Prompt 1: Retype the portion of the pull request comment that begins at the words "TheNeuralBit commented on code" and stops after "self.producer.inputs)".

Page extract:
[GitHub] [beam] TheNeuralBit commented on a diff in pull request #22066: Python: Use RowTypeConstraint for normalizing all schema-inferrable user types

GitBox Wed, 29 Jun 2022 15:54:12 -0700


TheNeuralBit commented on code in PR #22066:
URL: https://github.com/apache/beam/pull/22066#discussion_r910399845



##########
sdks/python/apache_beam/pvalue.py:
##########
@@ -159,6 +159,14 @@ def windowing(self):
           self.producer.inputs)
     return self._windowing
 
+  @property
+  def schema_proto(self):
+    from apache_beam.typehints.row_type import RowTypeConstraint
+    if not self.element_type is RowTypeConstraint:
+      return None

Review Comment:
   Ah sorry this is something I was experimenting with that we don't need to 
include in this PR. I've removed it.
   
   The idea was to provide something similar to Java's `PCollection.getSchema`: 
https://github.com/apache/beam/blob/de04604aee0275a1feeb216598179f445ac79445/sdks/java/core/src/main/java/org/apache/beam/sdk/values/PCollection.java#L332-L337
   
   (this would have returned None in the "no inferred schema" case rather than 
raising an error though)

Given records:
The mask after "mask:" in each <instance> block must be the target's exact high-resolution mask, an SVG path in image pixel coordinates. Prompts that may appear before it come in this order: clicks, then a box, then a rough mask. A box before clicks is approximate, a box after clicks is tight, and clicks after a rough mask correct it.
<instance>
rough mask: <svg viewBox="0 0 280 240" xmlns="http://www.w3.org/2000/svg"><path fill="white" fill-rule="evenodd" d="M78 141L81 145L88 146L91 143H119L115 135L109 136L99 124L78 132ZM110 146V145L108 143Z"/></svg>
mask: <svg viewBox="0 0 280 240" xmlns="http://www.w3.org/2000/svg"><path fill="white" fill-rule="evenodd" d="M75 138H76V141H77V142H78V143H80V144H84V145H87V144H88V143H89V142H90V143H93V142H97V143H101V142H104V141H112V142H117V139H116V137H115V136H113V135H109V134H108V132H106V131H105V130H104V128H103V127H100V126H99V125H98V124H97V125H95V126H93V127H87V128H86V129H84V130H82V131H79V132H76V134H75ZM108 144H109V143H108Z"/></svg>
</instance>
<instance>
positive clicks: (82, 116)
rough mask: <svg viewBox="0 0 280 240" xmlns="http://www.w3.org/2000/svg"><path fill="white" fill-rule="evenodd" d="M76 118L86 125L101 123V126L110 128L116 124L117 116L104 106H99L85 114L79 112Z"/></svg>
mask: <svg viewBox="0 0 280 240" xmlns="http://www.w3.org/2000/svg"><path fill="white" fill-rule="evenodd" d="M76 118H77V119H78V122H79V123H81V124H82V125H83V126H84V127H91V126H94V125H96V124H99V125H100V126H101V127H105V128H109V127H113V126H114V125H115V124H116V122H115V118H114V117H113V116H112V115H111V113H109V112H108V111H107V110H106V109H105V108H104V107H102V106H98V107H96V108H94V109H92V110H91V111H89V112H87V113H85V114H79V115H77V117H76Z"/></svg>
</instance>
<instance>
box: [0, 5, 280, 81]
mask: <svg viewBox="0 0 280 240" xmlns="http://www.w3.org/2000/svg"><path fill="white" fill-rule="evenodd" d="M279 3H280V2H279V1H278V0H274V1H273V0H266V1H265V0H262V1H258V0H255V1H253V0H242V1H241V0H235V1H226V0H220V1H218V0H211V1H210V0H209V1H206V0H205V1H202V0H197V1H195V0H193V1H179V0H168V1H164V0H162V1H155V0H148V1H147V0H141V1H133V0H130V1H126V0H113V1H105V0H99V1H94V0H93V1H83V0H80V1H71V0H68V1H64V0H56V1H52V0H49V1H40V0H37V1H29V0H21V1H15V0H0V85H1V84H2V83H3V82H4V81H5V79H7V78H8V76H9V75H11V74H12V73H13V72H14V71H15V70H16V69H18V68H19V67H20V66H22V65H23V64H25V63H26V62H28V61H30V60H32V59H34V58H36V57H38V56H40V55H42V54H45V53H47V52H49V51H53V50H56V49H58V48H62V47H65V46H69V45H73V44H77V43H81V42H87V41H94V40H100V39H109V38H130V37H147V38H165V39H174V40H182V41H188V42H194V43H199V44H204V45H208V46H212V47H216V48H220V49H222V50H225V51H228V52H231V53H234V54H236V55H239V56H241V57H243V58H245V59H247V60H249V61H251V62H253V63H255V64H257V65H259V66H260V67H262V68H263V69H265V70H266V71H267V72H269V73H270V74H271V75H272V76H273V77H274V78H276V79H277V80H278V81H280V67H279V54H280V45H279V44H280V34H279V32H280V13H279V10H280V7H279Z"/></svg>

Prompt 2: How many lines of the records contain the string "clicks", matching case exactly? Give only the number.

Expected answer 1:
TheNeuralBit commented on code in PR #22066:
URL: https://github.com/apache/beam/pull/22066#discussion_r910399845



##########
sdks/python/apache_beam/pvalue.py:
##########
@@ -159,6 +159,14 @@ def windowing(self):
           self.producer.inputs)

Expected answer 2: 2